[[ Document passage, beginning ]]
A history buff, Mizeur came to Washington in her 20s to be a Capitol Hill aide and worked for three representatives before becoming Kerry's domestic policy director.
She first met Barack Obama in July 2006 on the Senate subway, an encounter that would be replayed during this year's courtship.
Obama and Mizeur shared a political mentor, Penny Severns. Before dying of breast cancer, Severns represented Mizeur's home town in the Illinois state Senate and sat next to Obama when he arrived in Springfield.
On the subway, Mizeur told Obama, "My parents are your biggest fans. They still have your 2004 campaign sign in their yard."
Two weeks later, Mizeur's parents received a letter from Obama, who wrote to thank them for hanging onto the yard sign. Mizeur found Obama's letter thoughtful.
As the presidential campaign began, Mizeur decided her job as a DNC member was to stay neutral and support all the candidates. "We have a democracy, not a monarchy," Mizeur said. "We're not about coronating candidates."
So she remained undeclared after Obama won Iowa. Undeclared after Clinton's rebirth in New Hampshire. Undeclared after Obama swept Maryland. Undeclared after Texas and Ohio, after Pennsylvania, after Oregon.
Pulled in Both Directions
For Mizeur, being neutral did not relegate her to the sidelines. Before January's Iowa caucus, she and Deborah drove to Cedar Rapids for two days of campaigning.
Deborah liked Clinton and volunteered for her in Iowa. But Heather hopscotched among campaigns. She volunteered at rallies for Obama and former North Carolina senator John Edwards and helped the Clinton campaign arrange rides for elderly voters.
On caucus night, Mizeur was romanced by Obama's message of change. She couldn't separate Hillary Clinton's candidacy from a repeat of Bill Clinton's presidency.
"The visual I kept coming back to was a moving truck pulling up in front of the White House. When I would think of Barack, Michelle and their kids jumping out of the moving truck, it excited me. It represented a new start and change, versus Bill and Hillary dusting off all of their things and putting them back where they were."
[[ Document passage, end ]]
[[ Records provided, beginning ]]
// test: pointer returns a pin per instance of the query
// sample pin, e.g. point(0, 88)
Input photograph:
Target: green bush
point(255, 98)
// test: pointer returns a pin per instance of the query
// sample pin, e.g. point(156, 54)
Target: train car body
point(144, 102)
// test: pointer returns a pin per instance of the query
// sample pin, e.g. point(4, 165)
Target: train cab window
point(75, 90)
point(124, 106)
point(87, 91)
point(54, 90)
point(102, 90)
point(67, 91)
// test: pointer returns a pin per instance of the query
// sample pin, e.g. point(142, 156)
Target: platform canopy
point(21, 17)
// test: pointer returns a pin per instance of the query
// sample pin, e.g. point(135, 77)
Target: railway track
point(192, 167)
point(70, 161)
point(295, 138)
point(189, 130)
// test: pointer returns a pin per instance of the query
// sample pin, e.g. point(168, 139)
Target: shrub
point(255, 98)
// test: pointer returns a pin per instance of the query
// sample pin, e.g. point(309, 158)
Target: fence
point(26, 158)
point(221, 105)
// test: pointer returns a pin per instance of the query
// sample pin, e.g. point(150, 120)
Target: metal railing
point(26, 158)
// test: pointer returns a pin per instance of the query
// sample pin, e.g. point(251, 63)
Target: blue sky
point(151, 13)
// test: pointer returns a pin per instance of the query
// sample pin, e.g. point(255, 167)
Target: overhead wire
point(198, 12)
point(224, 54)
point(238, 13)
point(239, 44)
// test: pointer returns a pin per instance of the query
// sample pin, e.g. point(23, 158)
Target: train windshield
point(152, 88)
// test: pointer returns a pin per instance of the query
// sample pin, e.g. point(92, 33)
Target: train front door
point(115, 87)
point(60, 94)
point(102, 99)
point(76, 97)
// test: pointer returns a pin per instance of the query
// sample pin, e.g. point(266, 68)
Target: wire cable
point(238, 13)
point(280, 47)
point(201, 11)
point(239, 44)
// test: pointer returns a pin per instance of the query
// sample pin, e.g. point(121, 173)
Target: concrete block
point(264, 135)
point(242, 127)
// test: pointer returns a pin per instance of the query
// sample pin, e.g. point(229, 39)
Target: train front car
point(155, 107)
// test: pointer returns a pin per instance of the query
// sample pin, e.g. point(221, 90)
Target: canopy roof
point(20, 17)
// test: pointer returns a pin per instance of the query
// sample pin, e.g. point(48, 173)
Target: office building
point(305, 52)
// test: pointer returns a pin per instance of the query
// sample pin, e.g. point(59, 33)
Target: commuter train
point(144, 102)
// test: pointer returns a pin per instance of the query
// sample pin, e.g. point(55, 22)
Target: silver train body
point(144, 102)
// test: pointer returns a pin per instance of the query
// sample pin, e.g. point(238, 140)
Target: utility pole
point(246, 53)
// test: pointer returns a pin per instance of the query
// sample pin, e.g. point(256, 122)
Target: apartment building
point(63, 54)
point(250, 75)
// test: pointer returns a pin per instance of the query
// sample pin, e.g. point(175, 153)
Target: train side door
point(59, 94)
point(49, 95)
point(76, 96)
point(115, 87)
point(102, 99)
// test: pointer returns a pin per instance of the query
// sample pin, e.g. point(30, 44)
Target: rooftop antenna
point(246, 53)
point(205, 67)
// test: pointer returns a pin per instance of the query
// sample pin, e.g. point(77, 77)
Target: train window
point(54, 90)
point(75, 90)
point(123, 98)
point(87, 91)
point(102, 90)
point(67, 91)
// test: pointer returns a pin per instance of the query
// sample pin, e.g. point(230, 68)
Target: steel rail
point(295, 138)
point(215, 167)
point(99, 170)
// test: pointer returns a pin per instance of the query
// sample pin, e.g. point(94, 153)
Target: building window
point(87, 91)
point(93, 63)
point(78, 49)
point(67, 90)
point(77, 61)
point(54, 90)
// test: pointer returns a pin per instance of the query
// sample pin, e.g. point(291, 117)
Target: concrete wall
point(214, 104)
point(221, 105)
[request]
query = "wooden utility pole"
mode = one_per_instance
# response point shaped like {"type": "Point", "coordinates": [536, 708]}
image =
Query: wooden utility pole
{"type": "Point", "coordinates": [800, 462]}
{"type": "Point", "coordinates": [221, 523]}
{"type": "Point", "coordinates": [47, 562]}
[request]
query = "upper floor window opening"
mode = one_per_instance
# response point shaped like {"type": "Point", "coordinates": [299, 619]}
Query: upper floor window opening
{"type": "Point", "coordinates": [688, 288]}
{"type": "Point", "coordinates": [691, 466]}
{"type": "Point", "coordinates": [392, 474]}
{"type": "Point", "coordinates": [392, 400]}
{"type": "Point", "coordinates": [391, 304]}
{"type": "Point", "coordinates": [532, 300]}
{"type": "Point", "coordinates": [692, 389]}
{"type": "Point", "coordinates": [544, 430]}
[[ Records provided, end ]]
- _Exercise details_: Write out the Mizeur passage between "Obama and Mizeur" and "Obama's letter thoughtful.", inclusive, substituting "note" for "letter".

- _Output below_:
Obama and Mizeur shared a political mentor, Penny Severns. Before dying of breast cancer, Severns represented Mizeur's home town in the Illinois state Senate and sat next to Obama when he arrived in Springfield.
On the subway, Mizeur told Obama, "My parents are your biggest fans. They still have your 2004 campaign sign in their yard."
Two weeks later, Mizeur's parents received a note from Obama, who wrote to thank them for hanging onto the yard sign. Mizeur found Obama's note thoughtful.